**Problem requirements:** Could you copy out every line of the material below, word for word?

Entries from a dataset
□ □ □ □ □ □ □

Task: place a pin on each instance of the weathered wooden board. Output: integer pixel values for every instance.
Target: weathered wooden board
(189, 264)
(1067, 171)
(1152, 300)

□ □ □ □ □ □ □

**In response:**
Task: place a pin on each instance of the weathered wooden board. Output: integer pixel values for every instance.
Target: weathered wooden board
(189, 264)
(1067, 171)
(1152, 300)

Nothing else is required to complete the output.